>>>
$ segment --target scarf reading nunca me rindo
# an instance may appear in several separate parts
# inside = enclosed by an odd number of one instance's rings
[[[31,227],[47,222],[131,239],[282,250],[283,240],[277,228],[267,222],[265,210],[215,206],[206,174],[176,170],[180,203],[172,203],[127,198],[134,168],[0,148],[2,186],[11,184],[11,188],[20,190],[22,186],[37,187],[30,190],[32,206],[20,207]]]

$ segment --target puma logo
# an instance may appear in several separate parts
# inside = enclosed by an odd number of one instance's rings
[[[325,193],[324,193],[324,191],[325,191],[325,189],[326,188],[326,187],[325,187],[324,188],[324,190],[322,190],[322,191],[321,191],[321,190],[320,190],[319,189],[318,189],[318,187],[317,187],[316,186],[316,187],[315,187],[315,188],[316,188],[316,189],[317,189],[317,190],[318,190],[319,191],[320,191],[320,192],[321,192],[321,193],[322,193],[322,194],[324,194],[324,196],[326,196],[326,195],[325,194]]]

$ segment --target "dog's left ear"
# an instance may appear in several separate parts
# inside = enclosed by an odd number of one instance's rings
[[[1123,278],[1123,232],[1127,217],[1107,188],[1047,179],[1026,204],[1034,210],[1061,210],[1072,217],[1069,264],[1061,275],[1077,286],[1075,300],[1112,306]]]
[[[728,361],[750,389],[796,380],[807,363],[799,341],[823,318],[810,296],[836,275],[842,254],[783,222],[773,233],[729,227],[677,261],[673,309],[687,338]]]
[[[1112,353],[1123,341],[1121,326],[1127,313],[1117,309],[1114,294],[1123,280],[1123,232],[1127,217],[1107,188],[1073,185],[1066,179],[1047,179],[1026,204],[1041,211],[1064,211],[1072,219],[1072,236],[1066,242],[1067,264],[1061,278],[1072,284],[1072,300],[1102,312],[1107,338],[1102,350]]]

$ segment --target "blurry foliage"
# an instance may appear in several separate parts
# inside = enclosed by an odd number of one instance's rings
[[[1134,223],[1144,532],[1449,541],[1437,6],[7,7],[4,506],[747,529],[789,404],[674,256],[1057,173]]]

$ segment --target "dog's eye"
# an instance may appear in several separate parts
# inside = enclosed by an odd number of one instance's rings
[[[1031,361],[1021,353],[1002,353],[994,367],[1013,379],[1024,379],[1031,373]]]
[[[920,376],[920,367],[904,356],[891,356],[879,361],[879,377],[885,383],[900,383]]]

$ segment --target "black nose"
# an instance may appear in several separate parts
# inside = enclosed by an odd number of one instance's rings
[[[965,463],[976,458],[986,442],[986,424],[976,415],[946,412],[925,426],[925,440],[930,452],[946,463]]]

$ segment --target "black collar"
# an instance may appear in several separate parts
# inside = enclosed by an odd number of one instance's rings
<<<
How many lines in the rows above contain the string "target", with case counting? Give only the number.

- Reply to the task -
7